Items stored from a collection
=-=-=
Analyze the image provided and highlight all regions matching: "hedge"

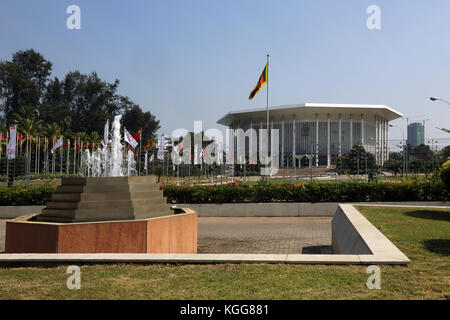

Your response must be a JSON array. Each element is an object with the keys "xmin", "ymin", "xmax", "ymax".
[
  {"xmin": 0, "ymin": 185, "xmax": 55, "ymax": 206},
  {"xmin": 0, "ymin": 181, "xmax": 450, "ymax": 206},
  {"xmin": 161, "ymin": 181, "xmax": 450, "ymax": 203}
]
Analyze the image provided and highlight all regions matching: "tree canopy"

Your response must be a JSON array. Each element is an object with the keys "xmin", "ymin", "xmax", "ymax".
[{"xmin": 0, "ymin": 49, "xmax": 160, "ymax": 140}]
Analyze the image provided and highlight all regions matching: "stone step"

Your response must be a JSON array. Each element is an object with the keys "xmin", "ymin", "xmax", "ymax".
[
  {"xmin": 78, "ymin": 190, "xmax": 163, "ymax": 201},
  {"xmin": 134, "ymin": 203, "xmax": 170, "ymax": 215},
  {"xmin": 36, "ymin": 216, "xmax": 73, "ymax": 223},
  {"xmin": 77, "ymin": 197, "xmax": 167, "ymax": 209},
  {"xmin": 82, "ymin": 183, "xmax": 159, "ymax": 193},
  {"xmin": 61, "ymin": 176, "xmax": 158, "ymax": 185},
  {"xmin": 41, "ymin": 208, "xmax": 75, "ymax": 218},
  {"xmin": 56, "ymin": 184, "xmax": 85, "ymax": 193},
  {"xmin": 52, "ymin": 193, "xmax": 82, "ymax": 202},
  {"xmin": 134, "ymin": 210, "xmax": 173, "ymax": 220},
  {"xmin": 47, "ymin": 201, "xmax": 79, "ymax": 210},
  {"xmin": 74, "ymin": 208, "xmax": 134, "ymax": 222}
]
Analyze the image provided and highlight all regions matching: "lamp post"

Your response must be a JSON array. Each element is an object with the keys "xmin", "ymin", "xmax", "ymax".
[
  {"xmin": 430, "ymin": 97, "xmax": 450, "ymax": 106},
  {"xmin": 389, "ymin": 124, "xmax": 408, "ymax": 178}
]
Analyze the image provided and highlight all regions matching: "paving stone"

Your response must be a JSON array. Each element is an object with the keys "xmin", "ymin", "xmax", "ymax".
[{"xmin": 198, "ymin": 217, "xmax": 332, "ymax": 254}]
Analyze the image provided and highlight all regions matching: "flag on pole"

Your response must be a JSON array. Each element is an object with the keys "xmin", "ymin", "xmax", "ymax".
[
  {"xmin": 248, "ymin": 64, "xmax": 269, "ymax": 100},
  {"xmin": 123, "ymin": 128, "xmax": 138, "ymax": 149},
  {"xmin": 157, "ymin": 133, "xmax": 164, "ymax": 160},
  {"xmin": 144, "ymin": 151, "xmax": 148, "ymax": 170},
  {"xmin": 51, "ymin": 137, "xmax": 63, "ymax": 153},
  {"xmin": 144, "ymin": 137, "xmax": 155, "ymax": 151},
  {"xmin": 103, "ymin": 120, "xmax": 109, "ymax": 148},
  {"xmin": 134, "ymin": 129, "xmax": 142, "ymax": 141},
  {"xmin": 6, "ymin": 126, "xmax": 17, "ymax": 160}
]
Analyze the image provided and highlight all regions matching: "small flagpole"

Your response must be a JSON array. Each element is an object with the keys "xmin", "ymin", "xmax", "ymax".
[
  {"xmin": 267, "ymin": 54, "xmax": 270, "ymax": 179},
  {"xmin": 138, "ymin": 128, "xmax": 142, "ymax": 176}
]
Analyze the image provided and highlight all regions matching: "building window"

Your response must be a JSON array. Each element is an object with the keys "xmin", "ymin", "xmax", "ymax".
[{"xmin": 302, "ymin": 126, "xmax": 309, "ymax": 137}]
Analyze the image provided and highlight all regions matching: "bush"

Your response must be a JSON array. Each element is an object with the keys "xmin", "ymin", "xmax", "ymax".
[
  {"xmin": 440, "ymin": 158, "xmax": 450, "ymax": 192},
  {"xmin": 161, "ymin": 181, "xmax": 450, "ymax": 203},
  {"xmin": 0, "ymin": 184, "xmax": 55, "ymax": 206}
]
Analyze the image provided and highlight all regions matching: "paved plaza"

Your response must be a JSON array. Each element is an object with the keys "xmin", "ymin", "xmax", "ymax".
[
  {"xmin": 198, "ymin": 217, "xmax": 332, "ymax": 254},
  {"xmin": 0, "ymin": 217, "xmax": 332, "ymax": 254},
  {"xmin": 0, "ymin": 219, "xmax": 6, "ymax": 252}
]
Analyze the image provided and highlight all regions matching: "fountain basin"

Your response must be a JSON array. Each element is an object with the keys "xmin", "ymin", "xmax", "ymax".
[{"xmin": 5, "ymin": 209, "xmax": 197, "ymax": 253}]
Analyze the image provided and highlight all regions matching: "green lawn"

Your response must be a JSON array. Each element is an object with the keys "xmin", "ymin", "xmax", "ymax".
[{"xmin": 0, "ymin": 207, "xmax": 450, "ymax": 299}]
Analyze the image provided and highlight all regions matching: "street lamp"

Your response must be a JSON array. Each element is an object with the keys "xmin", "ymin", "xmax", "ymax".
[
  {"xmin": 430, "ymin": 97, "xmax": 450, "ymax": 106},
  {"xmin": 389, "ymin": 124, "xmax": 408, "ymax": 179}
]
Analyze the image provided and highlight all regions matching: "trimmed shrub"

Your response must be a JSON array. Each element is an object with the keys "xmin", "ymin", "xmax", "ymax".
[
  {"xmin": 440, "ymin": 158, "xmax": 450, "ymax": 191},
  {"xmin": 0, "ymin": 185, "xmax": 55, "ymax": 206},
  {"xmin": 161, "ymin": 181, "xmax": 450, "ymax": 203}
]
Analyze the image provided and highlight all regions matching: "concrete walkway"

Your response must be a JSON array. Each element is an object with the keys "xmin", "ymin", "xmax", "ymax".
[
  {"xmin": 0, "ymin": 219, "xmax": 6, "ymax": 252},
  {"xmin": 198, "ymin": 217, "xmax": 332, "ymax": 254}
]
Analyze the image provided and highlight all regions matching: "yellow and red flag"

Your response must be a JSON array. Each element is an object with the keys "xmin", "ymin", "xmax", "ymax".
[
  {"xmin": 133, "ymin": 129, "xmax": 142, "ymax": 141},
  {"xmin": 248, "ymin": 63, "xmax": 269, "ymax": 100}
]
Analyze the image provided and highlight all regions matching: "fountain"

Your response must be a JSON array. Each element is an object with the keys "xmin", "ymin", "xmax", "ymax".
[
  {"xmin": 5, "ymin": 115, "xmax": 197, "ymax": 253},
  {"xmin": 80, "ymin": 115, "xmax": 137, "ymax": 177}
]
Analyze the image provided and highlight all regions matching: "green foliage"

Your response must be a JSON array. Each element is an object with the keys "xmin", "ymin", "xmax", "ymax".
[
  {"xmin": 0, "ymin": 184, "xmax": 55, "ymax": 206},
  {"xmin": 161, "ymin": 181, "xmax": 450, "ymax": 203},
  {"xmin": 336, "ymin": 145, "xmax": 377, "ymax": 174},
  {"xmin": 0, "ymin": 49, "xmax": 159, "ymax": 138},
  {"xmin": 440, "ymin": 158, "xmax": 450, "ymax": 192}
]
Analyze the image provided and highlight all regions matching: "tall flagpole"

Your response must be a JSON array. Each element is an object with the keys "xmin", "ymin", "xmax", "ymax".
[{"xmin": 267, "ymin": 54, "xmax": 270, "ymax": 178}]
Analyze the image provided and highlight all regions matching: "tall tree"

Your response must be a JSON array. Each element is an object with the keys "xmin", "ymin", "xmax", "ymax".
[{"xmin": 122, "ymin": 104, "xmax": 160, "ymax": 142}]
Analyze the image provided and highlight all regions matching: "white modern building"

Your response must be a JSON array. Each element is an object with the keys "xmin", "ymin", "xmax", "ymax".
[{"xmin": 217, "ymin": 103, "xmax": 403, "ymax": 167}]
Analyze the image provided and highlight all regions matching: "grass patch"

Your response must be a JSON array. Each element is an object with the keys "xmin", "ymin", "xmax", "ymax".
[{"xmin": 0, "ymin": 207, "xmax": 450, "ymax": 299}]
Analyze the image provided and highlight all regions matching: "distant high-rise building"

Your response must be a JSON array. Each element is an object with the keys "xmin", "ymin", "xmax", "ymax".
[{"xmin": 408, "ymin": 122, "xmax": 425, "ymax": 148}]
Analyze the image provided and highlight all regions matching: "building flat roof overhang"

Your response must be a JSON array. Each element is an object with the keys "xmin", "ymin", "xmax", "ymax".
[{"xmin": 217, "ymin": 103, "xmax": 403, "ymax": 126}]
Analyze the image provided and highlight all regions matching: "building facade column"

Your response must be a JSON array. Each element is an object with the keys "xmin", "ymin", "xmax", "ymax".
[
  {"xmin": 327, "ymin": 114, "xmax": 331, "ymax": 168},
  {"xmin": 338, "ymin": 113, "xmax": 342, "ymax": 157},
  {"xmin": 292, "ymin": 117, "xmax": 297, "ymax": 168},
  {"xmin": 281, "ymin": 119, "xmax": 285, "ymax": 168},
  {"xmin": 375, "ymin": 116, "xmax": 379, "ymax": 165},
  {"xmin": 384, "ymin": 120, "xmax": 389, "ymax": 161},
  {"xmin": 316, "ymin": 113, "xmax": 319, "ymax": 167},
  {"xmin": 350, "ymin": 113, "xmax": 353, "ymax": 150},
  {"xmin": 361, "ymin": 113, "xmax": 366, "ymax": 149}
]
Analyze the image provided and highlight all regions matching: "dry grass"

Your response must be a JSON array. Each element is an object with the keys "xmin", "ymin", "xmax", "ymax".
[{"xmin": 0, "ymin": 207, "xmax": 450, "ymax": 299}]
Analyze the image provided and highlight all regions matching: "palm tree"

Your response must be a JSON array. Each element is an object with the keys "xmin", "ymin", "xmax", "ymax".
[
  {"xmin": 16, "ymin": 114, "xmax": 42, "ymax": 173},
  {"xmin": 88, "ymin": 131, "xmax": 100, "ymax": 149},
  {"xmin": 44, "ymin": 122, "xmax": 61, "ymax": 173},
  {"xmin": 61, "ymin": 118, "xmax": 72, "ymax": 139}
]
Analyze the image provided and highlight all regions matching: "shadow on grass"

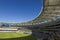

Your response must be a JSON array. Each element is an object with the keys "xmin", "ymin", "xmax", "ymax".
[{"xmin": 0, "ymin": 35, "xmax": 36, "ymax": 40}]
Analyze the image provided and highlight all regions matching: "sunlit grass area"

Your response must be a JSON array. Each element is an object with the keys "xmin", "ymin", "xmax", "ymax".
[{"xmin": 0, "ymin": 32, "xmax": 36, "ymax": 40}]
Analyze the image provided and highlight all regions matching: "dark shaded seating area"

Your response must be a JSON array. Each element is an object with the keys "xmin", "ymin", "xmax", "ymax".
[{"xmin": 0, "ymin": 35, "xmax": 36, "ymax": 40}]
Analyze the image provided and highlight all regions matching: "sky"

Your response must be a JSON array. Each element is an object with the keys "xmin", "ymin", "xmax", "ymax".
[{"xmin": 0, "ymin": 0, "xmax": 42, "ymax": 22}]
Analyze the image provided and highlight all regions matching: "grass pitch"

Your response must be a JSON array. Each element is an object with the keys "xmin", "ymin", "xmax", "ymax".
[{"xmin": 0, "ymin": 32, "xmax": 36, "ymax": 40}]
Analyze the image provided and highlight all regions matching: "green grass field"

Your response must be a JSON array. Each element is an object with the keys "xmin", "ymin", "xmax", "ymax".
[{"xmin": 0, "ymin": 32, "xmax": 36, "ymax": 40}]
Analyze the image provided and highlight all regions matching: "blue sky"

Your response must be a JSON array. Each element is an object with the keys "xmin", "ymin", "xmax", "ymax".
[{"xmin": 0, "ymin": 0, "xmax": 42, "ymax": 22}]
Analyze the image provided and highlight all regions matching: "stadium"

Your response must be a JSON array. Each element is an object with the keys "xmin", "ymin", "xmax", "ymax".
[{"xmin": 0, "ymin": 0, "xmax": 60, "ymax": 40}]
=-=-=
__WHAT YOU ARE ASKED TO DO__. Can you find every line in the records that contains the word "lamp" and copy each one out in full?

__FINISHED EXERCISE__.
Analyze the image provided and highlight all regions matching: "lamp post"
Analyze the image provided and highlight all regions matching: "street lamp"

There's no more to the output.